Bologna, ore 10:25 di un’afosa mattina di piena estate.

Le banchine della stazione sono gremite di gente, in un chiassoso andirivieni che profuma di vacanze, di ferie, di famiglie che vanno a godersi il sole e il mare. Ci sono bambini festanti, che non vedono l’ora di tuffarsi nell’acqua e sopportano malvolentieri l’attesa del treno, per mano ai genitori spazientiti dall’afa e dalla folla, ragazze che devono raggiungere casa, persone che lavorano.

All’improvviso, è l’inferno.

Dalla sala d’aspetto di seconda classe un frastuono terribile si propaga, accompagnato da un’esplosione terribile, mortale: quella di un ordigno a tempo piazzato proprio lì, in una valigia abbandonata su un tavolino, sotto il muro portante dell’ala Ovest dell’edificio. Come sei anni prima successe a Brescia, in Piazza della Loggia.

· · · · · · ·

## Compito da svolgere
Rispondi a queste domande sul brano.
(a) A che ora si svolgono i fatti narrati?
(b) Da quale sala d'aspetto si propaga il frastuono?
(c) In che cosa era nascosto l'ordigno, e su che cosa era appoggiato?
I dati riportati qui sono materiale a sé, distinto dal brano.

## Dati forniti
· · · · · · ·

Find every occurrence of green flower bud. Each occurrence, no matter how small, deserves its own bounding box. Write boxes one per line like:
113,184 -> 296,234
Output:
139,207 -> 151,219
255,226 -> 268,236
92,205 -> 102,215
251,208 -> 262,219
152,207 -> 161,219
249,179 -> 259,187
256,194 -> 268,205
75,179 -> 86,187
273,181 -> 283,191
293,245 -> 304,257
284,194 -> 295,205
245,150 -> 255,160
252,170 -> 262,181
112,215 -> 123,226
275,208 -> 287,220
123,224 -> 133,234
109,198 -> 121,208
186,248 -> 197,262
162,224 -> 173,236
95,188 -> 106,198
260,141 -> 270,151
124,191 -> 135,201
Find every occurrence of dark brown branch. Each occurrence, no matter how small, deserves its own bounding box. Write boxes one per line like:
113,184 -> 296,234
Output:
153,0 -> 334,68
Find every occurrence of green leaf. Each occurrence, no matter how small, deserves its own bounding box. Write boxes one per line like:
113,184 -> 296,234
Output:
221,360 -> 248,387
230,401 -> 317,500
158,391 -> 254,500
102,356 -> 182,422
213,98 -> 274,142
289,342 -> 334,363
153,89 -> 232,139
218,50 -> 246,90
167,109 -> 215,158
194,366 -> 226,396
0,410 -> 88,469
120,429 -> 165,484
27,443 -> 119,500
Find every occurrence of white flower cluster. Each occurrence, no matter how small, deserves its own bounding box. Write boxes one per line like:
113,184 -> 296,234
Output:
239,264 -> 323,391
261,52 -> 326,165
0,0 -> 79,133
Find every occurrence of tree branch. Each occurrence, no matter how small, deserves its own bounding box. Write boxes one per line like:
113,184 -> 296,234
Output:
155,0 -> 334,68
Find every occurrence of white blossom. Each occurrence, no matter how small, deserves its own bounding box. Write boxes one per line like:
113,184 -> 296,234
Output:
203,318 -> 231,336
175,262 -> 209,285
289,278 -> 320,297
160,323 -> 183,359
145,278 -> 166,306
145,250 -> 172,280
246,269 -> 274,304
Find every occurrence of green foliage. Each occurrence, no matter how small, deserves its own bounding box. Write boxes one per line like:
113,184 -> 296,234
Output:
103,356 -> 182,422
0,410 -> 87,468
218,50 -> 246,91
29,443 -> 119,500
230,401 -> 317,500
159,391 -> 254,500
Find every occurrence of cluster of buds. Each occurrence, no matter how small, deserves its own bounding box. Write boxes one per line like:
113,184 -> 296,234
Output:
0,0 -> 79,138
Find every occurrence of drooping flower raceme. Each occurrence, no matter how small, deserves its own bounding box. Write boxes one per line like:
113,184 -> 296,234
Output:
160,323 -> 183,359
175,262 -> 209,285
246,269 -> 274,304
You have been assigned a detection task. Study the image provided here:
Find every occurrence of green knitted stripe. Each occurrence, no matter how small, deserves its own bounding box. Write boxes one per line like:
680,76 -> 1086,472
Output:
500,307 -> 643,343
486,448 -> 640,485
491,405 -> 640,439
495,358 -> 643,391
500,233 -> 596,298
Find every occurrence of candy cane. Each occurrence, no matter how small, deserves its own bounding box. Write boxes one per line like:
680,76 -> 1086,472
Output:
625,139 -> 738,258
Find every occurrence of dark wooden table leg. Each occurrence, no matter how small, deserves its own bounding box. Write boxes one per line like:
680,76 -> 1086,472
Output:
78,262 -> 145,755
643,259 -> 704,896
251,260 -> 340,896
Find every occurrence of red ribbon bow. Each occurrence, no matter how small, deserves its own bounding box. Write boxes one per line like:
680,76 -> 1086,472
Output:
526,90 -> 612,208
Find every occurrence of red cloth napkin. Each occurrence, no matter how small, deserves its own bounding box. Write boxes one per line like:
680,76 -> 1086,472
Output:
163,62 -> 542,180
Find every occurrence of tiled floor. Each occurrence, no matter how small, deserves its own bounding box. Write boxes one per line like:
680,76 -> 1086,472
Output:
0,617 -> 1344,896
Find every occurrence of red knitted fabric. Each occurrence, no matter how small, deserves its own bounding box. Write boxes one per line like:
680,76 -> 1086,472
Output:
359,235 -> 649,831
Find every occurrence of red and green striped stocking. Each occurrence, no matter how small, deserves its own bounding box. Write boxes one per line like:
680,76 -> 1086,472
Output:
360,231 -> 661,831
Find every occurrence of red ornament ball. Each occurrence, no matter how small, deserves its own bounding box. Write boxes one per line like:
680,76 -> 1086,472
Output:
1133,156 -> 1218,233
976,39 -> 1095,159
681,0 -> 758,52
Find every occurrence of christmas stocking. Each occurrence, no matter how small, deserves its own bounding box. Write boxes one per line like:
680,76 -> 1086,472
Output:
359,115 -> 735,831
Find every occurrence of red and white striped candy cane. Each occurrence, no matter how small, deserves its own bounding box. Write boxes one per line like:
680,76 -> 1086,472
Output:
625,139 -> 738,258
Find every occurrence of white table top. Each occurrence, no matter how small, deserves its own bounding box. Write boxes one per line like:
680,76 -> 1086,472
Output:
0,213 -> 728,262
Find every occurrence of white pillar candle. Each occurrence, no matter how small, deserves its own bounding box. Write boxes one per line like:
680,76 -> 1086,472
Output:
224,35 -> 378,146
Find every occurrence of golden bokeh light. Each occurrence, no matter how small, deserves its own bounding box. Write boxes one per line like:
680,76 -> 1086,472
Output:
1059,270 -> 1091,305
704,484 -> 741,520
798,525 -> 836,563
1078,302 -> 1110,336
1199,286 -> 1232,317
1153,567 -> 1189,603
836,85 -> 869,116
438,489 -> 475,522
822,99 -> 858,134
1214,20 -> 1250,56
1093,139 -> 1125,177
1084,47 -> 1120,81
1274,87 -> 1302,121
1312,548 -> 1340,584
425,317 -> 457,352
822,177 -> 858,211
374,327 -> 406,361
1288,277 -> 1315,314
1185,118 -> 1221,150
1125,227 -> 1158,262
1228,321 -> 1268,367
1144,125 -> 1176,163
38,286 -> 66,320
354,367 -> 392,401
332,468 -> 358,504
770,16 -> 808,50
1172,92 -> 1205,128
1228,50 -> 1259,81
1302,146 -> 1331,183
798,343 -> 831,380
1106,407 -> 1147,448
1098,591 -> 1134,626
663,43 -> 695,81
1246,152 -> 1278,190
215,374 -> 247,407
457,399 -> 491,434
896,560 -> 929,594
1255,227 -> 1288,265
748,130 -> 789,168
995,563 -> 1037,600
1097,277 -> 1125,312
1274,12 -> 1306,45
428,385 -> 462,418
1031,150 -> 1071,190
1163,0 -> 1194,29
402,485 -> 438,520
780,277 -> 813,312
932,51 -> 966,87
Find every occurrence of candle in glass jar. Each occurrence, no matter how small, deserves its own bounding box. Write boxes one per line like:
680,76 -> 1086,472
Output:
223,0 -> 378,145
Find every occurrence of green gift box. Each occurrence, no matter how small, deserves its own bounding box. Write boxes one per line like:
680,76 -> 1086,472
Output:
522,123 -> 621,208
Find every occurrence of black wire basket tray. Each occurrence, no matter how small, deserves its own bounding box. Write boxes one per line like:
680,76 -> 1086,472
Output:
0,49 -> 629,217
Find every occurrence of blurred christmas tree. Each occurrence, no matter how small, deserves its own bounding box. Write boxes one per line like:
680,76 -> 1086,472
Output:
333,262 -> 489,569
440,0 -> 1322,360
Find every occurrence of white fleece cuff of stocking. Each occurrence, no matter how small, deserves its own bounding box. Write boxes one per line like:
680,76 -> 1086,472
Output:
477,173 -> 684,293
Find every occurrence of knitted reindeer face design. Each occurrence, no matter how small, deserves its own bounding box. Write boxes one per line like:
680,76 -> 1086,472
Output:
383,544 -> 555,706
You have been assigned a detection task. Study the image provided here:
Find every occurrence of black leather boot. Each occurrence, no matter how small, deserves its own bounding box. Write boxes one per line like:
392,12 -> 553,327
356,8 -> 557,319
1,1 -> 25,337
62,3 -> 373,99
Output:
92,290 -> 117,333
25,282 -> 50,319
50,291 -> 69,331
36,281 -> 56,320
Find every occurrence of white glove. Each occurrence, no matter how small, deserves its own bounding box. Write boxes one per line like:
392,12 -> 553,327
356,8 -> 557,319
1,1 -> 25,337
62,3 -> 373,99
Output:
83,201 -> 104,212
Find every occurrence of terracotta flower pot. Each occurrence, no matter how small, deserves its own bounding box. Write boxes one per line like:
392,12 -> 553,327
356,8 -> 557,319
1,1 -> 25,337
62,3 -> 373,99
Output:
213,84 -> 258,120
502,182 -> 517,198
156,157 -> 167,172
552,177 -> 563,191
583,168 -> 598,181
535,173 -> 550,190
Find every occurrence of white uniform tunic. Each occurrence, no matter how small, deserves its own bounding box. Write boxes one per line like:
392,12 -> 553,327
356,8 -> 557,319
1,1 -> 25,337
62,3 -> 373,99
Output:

· · · · · · ·

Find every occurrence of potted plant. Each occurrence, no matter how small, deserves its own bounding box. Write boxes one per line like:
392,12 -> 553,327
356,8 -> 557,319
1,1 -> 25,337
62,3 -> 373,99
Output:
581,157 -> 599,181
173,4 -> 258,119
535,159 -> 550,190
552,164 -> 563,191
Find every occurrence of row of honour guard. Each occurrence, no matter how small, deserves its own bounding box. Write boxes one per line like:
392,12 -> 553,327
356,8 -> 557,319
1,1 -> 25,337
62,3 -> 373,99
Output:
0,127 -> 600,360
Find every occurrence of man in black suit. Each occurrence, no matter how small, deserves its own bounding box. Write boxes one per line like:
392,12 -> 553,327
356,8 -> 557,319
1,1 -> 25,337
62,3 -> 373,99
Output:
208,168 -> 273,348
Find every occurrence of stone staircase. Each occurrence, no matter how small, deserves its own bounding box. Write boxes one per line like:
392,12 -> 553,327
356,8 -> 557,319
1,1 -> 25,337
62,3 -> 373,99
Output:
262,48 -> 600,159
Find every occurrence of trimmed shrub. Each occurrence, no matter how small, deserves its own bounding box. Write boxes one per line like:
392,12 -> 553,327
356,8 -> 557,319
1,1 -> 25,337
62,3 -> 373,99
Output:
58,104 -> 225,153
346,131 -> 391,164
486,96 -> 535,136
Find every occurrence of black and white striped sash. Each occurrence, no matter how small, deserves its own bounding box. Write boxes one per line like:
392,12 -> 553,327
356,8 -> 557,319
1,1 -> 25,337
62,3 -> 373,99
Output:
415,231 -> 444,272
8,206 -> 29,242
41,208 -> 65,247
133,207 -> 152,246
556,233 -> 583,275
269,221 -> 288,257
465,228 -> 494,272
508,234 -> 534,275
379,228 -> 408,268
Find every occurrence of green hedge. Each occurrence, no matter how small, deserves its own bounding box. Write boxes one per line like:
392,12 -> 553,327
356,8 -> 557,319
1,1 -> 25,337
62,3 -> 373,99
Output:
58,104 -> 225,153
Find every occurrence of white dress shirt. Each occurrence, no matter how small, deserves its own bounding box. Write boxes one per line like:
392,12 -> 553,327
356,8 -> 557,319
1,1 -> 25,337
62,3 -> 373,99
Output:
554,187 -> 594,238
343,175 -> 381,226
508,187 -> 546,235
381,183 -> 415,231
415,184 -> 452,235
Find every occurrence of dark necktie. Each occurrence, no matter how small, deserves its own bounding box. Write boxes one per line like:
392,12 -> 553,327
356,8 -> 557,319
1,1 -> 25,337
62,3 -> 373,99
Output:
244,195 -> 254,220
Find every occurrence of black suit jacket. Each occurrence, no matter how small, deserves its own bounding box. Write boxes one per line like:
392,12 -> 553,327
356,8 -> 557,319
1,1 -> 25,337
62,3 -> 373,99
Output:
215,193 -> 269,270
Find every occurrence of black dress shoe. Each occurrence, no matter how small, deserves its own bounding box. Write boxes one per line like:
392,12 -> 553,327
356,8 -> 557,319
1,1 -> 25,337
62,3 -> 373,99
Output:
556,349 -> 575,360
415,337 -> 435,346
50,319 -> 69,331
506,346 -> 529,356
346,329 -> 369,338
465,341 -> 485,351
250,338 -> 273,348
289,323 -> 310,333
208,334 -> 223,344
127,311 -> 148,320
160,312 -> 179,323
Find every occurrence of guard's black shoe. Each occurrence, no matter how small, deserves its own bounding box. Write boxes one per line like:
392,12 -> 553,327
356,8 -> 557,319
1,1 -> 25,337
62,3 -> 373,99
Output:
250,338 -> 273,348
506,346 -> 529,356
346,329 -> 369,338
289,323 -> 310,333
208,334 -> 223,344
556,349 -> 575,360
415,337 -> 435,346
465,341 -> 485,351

· · · · · · ·

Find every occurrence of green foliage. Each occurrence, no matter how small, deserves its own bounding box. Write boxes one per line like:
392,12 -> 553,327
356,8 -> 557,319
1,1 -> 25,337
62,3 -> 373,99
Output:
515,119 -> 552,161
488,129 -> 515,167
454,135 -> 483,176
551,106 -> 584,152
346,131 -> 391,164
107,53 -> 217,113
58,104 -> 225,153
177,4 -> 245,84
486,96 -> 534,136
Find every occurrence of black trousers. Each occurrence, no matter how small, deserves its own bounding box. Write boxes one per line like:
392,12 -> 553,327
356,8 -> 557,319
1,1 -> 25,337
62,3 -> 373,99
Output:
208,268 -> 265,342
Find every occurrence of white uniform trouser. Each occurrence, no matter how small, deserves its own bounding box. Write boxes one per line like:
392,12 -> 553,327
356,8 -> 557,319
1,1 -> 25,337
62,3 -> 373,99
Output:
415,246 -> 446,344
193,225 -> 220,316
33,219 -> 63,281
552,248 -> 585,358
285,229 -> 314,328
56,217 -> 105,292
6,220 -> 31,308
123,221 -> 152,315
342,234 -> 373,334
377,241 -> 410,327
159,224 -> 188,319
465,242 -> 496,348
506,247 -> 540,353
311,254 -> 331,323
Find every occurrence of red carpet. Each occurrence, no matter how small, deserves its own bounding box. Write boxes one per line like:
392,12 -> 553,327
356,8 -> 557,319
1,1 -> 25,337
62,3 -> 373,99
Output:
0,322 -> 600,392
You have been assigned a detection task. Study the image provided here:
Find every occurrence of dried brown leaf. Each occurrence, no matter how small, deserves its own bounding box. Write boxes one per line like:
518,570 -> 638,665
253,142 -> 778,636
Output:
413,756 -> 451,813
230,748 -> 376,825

· · · · · · ·

## Risposta completa
(a) Alle 10:25.
(b) Dalla sala d'aspetto di seconda classe.
(c) Era nascosto in una valigia abbandonata, appoggiata su un tavolino.